* PAGE EXTRACT:
· · · ·
# bottle cleaning / sanitizing



## AAASTINKIE (Mar 5, 2005)

I tested my bottling equiptment today, the brass bottle washer that
ataches to the kitchen faucet worked great. I bought one of those
draining trees for 20 and it is great, I would have thought they would
be more money, holds 45 bottles. I just need the sanitizer that fits on
top and I'm all set!


----------



## Hippie (Mar 5, 2005)

The sanitizer is called a vinator, I think. I could not do without my bottle tree and vinator. I prewash the bottles when I get them from a restaurant and other people, then all I gotta do is squirt up in them with the K-Meta. solution in the vinator, hang them on the tree, and bottle.


----------



## Maineiak (Mar 5, 2005)

I love the vinator. It really speeds up the sanitizing process when bottling. I didn't buy the bottle tree however. I just put my bottles in a dish drainer after they are sanitized. The bottle tree just looked to me like it would take up a bunch of space and would be rather difficult to clean too.


----------



## Hippie (Mar 6, 2005)

No need to clean the bottle tree, it just gets coated with either clear water or k-Meta. solution now and then. Nuttin ain't growin on that! It does take up alot of space though. One must always weigh pros and cons.


----------



## AAASTINKIE (Mar 8, 2005)

I have been looking someone had a picture with clear wine bottles with finevinewines corks in them, and they had a lip on top of the bottle, does anyone know what the name of that bottle type is?


----------



## Hippie (Mar 9, 2005)

They are called 'bartop'. The bottles you speak of are used Beringer White Zin bottles. I had to get a Portuguese benchtop corker to handle them.


----------



## MedPretzel (Mar 9, 2005)

I also think Sutter Home uses them. I get WAY too many from my mom.


----------



## Hippie (Mar 10, 2005)

I like the tiny little 187 ml screwtop bottles from Sutter Home White Merlot. Yummy little suckers and good bottles to put BB liqueur in. *Edited by: Country Wine *


----------



## MedPretzel (Mar 10, 2005)

I use them all the time for my "leftovers" and samples. If I want to give someone a good sampling of my wine, but I don't want to give a whole bottle away, I have those. For one gallon batches, I usually yield 4 big bottles (750 ml) and 4 little ones (187 ml). Works out great, and people seem to like them. 





I have a place where they serve them, and they're always saving some for me.



The last time I went (about a month ago), I got about 35 of the small ones, 12 of the big ones.


----------



## Hippie (Mar 11, 2005)

Good for you, go back and get more.


----------



## MedPretzel (Mar 11, 2005)
· · · ·
* LISTED RECORDS:

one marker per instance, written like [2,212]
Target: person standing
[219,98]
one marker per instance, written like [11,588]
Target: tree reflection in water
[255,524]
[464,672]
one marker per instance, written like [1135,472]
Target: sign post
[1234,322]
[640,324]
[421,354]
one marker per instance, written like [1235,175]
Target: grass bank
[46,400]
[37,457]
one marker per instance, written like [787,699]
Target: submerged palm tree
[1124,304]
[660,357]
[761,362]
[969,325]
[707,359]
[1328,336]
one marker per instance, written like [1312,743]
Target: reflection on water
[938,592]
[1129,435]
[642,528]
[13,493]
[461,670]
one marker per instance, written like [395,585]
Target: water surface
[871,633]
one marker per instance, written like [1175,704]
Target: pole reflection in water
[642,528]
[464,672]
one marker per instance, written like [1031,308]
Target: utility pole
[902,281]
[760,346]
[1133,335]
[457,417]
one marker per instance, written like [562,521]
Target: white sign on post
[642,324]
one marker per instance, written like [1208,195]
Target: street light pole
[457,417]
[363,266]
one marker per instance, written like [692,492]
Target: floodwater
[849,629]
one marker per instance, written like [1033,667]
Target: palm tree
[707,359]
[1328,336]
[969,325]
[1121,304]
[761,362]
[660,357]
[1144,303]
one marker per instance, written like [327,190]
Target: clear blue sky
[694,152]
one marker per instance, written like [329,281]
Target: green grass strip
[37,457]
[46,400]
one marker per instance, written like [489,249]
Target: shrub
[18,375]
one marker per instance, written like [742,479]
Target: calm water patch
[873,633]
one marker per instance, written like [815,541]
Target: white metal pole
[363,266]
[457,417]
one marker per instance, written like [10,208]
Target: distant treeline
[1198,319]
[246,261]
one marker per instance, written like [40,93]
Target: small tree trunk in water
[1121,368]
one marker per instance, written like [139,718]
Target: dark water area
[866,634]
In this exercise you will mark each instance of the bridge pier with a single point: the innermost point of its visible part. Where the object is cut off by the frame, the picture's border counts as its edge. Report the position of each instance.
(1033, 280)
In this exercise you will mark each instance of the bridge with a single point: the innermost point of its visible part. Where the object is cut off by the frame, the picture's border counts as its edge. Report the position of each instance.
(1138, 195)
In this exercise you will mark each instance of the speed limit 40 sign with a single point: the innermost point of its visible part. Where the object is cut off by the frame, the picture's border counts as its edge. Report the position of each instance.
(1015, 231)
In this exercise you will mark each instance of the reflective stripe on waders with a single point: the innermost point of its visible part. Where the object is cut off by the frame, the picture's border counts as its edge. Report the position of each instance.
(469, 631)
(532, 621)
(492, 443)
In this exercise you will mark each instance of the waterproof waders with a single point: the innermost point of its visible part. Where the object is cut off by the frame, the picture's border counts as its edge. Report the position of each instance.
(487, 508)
· · · ·
Pick up the forum thread on cleaning and sanitizing wine bottles at its last line and carry it on. You won't need any of the data.

But I have to warn anyone who is considering doing this:You must bring some patience with you - and a big bottle of goof-off. These little 187 bottles have these "plastic" labels that usually peel off in one pull (I've become an expert lately), but they leave behind a sticky residue that really is not very easy to get off.


It's a longer process, but I love those little bottles. And my beer bottles. Often, I like to try how some wines are aging, and this is a perfect way to do so without opening a big bottle of wine. A word of caution, though: It has been said that the amount of airspace is a factor for aging. I try to leave as little as airspaceeas possible in the smaller bottles. (gosh, I'd say a 1/4 of an inch in the 187, maybe 1/2 inch in the beer bottles)... So far, it seems to be working.


----------



## AAASTINKIE (Mar 12, 2005)

I bottled today, my wildberry schiraz, I used my bottle tree and
vinator for the first time, I'm sure these two items took most of the
work out of sanitizing the bottles, I filled a case, 12, of 750's and
15 375's, and one 1.5 gal. plastic bag that I cut a hole in a small box
to put the spout out of in the refrigerator (the bag is a wine bag)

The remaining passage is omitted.